### STORED RECORDS
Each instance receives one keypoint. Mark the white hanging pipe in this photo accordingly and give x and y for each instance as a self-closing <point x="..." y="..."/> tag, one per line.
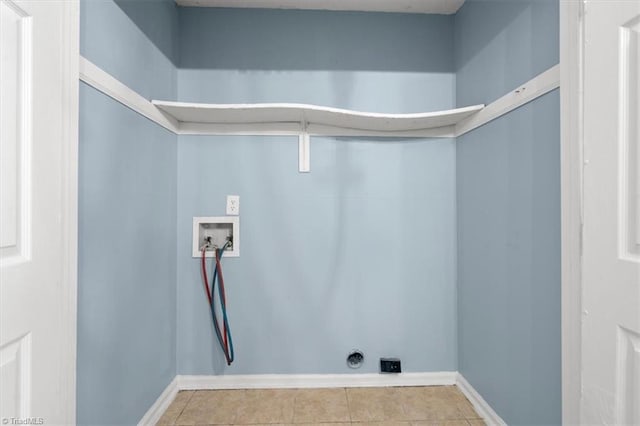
<point x="304" y="153"/>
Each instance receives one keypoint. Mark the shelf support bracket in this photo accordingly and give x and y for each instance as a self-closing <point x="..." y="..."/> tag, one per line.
<point x="304" y="151"/>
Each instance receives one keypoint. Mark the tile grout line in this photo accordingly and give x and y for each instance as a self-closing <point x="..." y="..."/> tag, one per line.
<point x="175" y="421"/>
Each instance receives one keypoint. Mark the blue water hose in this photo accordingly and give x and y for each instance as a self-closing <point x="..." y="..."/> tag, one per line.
<point x="230" y="355"/>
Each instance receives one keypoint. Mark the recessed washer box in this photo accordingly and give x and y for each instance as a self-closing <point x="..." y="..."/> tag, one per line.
<point x="219" y="228"/>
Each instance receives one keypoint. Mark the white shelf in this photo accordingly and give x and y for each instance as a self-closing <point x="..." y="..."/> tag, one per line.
<point x="302" y="115"/>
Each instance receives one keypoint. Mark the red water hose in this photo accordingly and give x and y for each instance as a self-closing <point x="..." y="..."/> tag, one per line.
<point x="218" y="271"/>
<point x="223" y="301"/>
<point x="205" y="279"/>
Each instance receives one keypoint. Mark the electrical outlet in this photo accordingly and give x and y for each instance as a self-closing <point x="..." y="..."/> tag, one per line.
<point x="233" y="205"/>
<point x="390" y="365"/>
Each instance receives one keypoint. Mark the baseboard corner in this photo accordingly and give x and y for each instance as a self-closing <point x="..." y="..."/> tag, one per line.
<point x="158" y="408"/>
<point x="481" y="406"/>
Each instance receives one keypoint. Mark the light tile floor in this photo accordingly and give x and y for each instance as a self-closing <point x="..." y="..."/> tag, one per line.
<point x="401" y="406"/>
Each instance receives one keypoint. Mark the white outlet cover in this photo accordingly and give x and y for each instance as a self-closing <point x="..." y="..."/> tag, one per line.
<point x="233" y="205"/>
<point x="212" y="221"/>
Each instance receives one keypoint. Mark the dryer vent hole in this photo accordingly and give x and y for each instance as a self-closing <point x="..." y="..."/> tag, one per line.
<point x="355" y="359"/>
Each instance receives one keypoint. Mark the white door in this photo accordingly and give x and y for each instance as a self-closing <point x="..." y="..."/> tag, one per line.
<point x="38" y="144"/>
<point x="611" y="259"/>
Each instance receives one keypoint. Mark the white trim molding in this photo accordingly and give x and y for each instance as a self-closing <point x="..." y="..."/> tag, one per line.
<point x="571" y="156"/>
<point x="163" y="402"/>
<point x="481" y="406"/>
<point x="310" y="381"/>
<point x="114" y="88"/>
<point x="529" y="91"/>
<point x="292" y="381"/>
<point x="110" y="86"/>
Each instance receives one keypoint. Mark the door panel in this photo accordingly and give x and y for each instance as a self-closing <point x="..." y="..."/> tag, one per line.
<point x="611" y="259"/>
<point x="38" y="140"/>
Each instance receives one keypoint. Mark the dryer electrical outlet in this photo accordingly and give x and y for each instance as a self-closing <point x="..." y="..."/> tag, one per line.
<point x="219" y="229"/>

### GIVEN PROBLEM
Find the line that contains "Each instance receives one keypoint. Mark the white trim". Repeat it and every line after it, exactly as written, up to and including the last line of the records above.

### FULL SOLUTION
Each instance receives one keypoint. Mark the white trim molding in this photo accordingly and give x and y for each instance as a self-closing <point x="..." y="..."/> tag, one per line.
<point x="571" y="156"/>
<point x="163" y="402"/>
<point x="481" y="406"/>
<point x="310" y="381"/>
<point x="114" y="88"/>
<point x="529" y="91"/>
<point x="292" y="381"/>
<point x="110" y="86"/>
Each instance receives one keypoint. Mark the door panel in this photo accordingly and give x and y for each instance as a self-closing <point x="..." y="..."/> tag, one per line.
<point x="611" y="259"/>
<point x="38" y="140"/>
Each instance receives one keypoint. Mark the dryer electrical outlet in this photo accordingly and give x and y for each instance as a self-closing <point x="..." y="..."/> tag, one per line.
<point x="219" y="229"/>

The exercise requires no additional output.